## Extract to read
*-*-*

The radioactive incident
Colombian police are investigating a box containing ingots of radioactive material after being alerted by residents out of fears that it might be a bomb. What was an already tense situation – the possible discovery of an explosive device – became much more sinister when it was discovered that the box contained radioactive material (reported to include uranium, plutonium and iridium).
This presented an immediate threat to the people investigating the box and the citizens in the neighbourhood. Unless the hazmat team was equipped with radioisotope detectors, then they might not have known for some time how dangerous the material was.
This highlight the need to have continuous monitoring for radioactivity in cities and other strategically important areas. Only with something like the DARPA SIGMA network system using our D3S handheld gamma neutron RIID, can dangerous threats like this be quickly identified and dealt with safely.
The need for constant monitoring to protect against nuclear terrorism
Vehicle mounted, and fixed location detectors play a huge part in protecting a city, but unless your detector is small and flexible enough to move where your thief or terrorist can go then there will always be the chance terrorists could avoid them. Small, accurate detectors that can be discretely carried around by security or other personnel going about their ordinary duties presents the terrorists with an always moving swarm of detectors that are very difficult to avoid. People carried detectors can go where a potential terrorist can go and fill the holes in your defence net.
This form of proactive monitoring is preferable to reacting to an incident which can result in ordinary citizens getting hurt. Continuous networked monitoring helps to create a natural radioactive map of a city or other locations. The naturally occurring area of higher radioactivity would be identified, and anything out of the ordinary would be alerted to a central command desk where experts can then assess the risk and act accordingly. Think of it like speed cameras for radioactivity, if you pass one and you are carrying an isotope (even if it is shielded) you are caught and the appropriate authorities and automatically alerted.
The on-going danger of stolen or missing radioactive material
It’s a disturbing fact that a worrying amount of nuclear material is stolen or lost every year.
The last published statistics are from 2016 and show 189 incidents reported to the ITDB (Incident and Trafficking Database) by 34 States indicating that unauthorised activities and events involving nuclear and other radioactive material, including incidents of trafficking and malicious use. More recent incidents range from small amounts (one gram) of weapons-grade plutonium missing from the University of Idaho in May 2018 to more significant amounts of material that are being smuggled by organised gangs.
A few years ago, the Washington Post published a map with an overview of significant losses and thefts of nuclear material – it makes chilling reading.
Not all of this material is suitable for making an actual nuclear bomb. It is much more likely that the material will be used in a dirty bomb – which is a conventional explosive device surrounded or containing radioactive material that is then thrown out with the explosion to spread nuclear contamination around a wide area. This spreads fear as well as harm and given the persistence of radioactivity, could render an area of a city uninhabitable for many years.
Dirty Bombs are not a theoretic threat
It is known that there have already been two dirty bombs built, but not used.
In 1995 in Russia, Chechen rebels directed reporters from a Moscow television studio to a container of caesium-157 in a local park. No conventional explosives were attached to the container. The second incident took place in a suburb of Grozny, the Chechen capital, where an explosive mine was found with radioactive material attached to it – in both instances no explosion took place, but the threat and the capability were clear.
Liam Fox wrote about this incident in his book: Rising Tides: Facing the Challenges of a New Era.
New Scientist offers an account of this incident and a round up of other incidents: Risk of radioactive “dirty bomb” growing
A new way to guard against radioactive threats becomes a necessity
It is only by adopting new methods of radiation detection can these incidents be guarded against. We are facing an enemy that is prepared to inflict maximum damage to civilian populations, seeks high-profile publicity generating attacks and is prepared to sacrifice its soldiers in the pursuance of its goal, makes radiological attacks a viable and attractive option. The nuclear material is loose in the wild, and unlike a conventional nuclear bomb, no specialised training outside of being able to build a conventional explosive is needed.

*-*-*

## Data for analysis
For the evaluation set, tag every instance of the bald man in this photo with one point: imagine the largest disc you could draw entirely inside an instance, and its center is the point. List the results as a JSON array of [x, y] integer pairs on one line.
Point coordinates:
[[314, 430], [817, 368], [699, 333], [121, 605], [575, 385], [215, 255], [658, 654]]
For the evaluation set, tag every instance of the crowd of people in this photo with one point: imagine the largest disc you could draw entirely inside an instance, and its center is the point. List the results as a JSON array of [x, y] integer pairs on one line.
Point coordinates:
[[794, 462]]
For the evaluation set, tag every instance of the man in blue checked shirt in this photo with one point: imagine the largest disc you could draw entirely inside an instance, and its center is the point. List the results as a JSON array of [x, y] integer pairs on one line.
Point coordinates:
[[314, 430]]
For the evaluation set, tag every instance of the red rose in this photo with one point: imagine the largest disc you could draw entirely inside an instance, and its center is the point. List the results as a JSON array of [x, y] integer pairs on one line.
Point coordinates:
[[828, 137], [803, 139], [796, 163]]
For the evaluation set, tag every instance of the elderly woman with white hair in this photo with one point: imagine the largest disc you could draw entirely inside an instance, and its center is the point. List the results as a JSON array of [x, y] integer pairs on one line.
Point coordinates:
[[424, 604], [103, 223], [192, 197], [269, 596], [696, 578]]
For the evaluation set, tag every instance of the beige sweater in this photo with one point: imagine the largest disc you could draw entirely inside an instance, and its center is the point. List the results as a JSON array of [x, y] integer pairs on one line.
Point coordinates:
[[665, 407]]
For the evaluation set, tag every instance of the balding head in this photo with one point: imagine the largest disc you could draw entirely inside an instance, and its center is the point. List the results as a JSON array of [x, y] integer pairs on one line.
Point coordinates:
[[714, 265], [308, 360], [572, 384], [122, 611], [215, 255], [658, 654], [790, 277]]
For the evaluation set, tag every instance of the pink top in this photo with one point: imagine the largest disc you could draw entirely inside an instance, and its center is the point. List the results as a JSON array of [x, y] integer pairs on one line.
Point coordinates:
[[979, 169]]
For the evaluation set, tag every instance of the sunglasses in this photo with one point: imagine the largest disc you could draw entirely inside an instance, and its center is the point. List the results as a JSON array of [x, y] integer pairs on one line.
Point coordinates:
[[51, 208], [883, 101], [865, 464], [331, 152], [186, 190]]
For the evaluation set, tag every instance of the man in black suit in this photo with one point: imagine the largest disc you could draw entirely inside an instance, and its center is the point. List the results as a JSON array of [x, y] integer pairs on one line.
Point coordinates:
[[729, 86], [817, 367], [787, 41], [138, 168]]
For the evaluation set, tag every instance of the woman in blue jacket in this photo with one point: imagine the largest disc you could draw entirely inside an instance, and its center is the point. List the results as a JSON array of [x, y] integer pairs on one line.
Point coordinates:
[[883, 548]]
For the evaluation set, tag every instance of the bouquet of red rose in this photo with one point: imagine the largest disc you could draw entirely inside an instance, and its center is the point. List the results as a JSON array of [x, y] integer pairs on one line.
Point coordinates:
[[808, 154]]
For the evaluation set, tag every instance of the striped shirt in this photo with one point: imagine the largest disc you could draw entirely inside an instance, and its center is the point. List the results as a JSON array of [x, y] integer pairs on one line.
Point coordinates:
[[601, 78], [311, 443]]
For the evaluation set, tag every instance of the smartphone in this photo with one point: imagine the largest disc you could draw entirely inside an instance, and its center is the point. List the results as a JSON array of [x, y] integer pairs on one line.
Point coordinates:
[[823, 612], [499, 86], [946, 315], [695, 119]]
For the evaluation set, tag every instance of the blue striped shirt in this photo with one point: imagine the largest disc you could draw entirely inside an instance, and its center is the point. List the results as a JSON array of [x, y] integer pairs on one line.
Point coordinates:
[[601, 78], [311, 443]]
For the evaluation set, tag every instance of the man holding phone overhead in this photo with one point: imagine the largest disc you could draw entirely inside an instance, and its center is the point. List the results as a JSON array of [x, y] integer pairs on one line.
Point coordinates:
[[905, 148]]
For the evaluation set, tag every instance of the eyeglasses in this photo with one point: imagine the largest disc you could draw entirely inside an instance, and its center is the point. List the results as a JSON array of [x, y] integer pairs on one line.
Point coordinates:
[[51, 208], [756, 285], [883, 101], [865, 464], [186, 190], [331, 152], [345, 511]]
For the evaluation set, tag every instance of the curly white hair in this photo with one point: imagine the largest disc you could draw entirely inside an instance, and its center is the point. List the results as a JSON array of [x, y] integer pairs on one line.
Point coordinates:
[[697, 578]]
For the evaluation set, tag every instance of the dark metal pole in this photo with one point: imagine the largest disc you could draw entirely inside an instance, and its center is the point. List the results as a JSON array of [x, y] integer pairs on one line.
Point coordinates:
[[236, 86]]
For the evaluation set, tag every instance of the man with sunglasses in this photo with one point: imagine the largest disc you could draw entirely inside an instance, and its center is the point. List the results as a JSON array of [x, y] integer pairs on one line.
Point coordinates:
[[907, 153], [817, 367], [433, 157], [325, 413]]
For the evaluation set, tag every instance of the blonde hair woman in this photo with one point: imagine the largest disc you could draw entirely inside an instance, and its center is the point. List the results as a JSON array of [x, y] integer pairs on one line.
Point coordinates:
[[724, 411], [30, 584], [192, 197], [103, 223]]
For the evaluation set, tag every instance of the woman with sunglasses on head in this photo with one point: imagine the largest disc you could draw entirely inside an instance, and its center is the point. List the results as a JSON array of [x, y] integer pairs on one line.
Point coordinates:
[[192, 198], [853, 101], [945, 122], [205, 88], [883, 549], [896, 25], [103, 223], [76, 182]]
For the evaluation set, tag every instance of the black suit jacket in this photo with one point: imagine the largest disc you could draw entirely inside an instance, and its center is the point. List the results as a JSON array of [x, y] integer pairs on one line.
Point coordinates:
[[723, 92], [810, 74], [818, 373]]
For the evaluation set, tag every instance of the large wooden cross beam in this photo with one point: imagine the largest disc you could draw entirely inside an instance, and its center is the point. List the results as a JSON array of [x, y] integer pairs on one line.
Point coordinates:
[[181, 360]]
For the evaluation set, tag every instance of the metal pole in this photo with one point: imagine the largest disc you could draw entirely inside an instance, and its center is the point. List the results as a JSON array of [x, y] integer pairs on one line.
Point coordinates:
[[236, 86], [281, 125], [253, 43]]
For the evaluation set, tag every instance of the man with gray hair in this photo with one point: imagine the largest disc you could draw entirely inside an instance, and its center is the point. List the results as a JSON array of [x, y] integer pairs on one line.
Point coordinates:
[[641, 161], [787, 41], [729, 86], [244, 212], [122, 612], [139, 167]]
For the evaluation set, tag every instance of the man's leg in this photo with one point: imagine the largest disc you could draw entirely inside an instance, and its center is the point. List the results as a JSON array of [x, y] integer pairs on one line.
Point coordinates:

*-*-*

## Things to do
1. Rewrite the stretch of the text on radioactive threats from "A few years" through "but not used.", putting "sobering" in place of "chilling".
2. How would you put this sentence from the text on radioactive threats into Spanish: "It’s a disturbing fact that a worrying amount of nuclear material is stolen or lost every year."
The entries come from a separate source.

## Solutions below
1.
A few years ago, the Washington Post published a map with an overview of significant losses and thefts of nuclear material – it makes sobering reading.
Not all of this material is suitable for making an actual nuclear bomb. It is much more likely that the material will be used in a dirty bomb – which is a conventional explosive device surrounded or containing radioactive material that is then thrown out with the explosion to spread nuclear contamination around a wide area. This spreads fear as well as harm and given the persistence of radioactivity, could render an area of a city uninhabitable for many years.
Dirty Bombs are not a theoretic threat
It is known that there have already been two dirty bombs built, but not used.

2. Es un hecho inquietante que cada año se roba o se pierde una cantidad preocupante de material nuclear.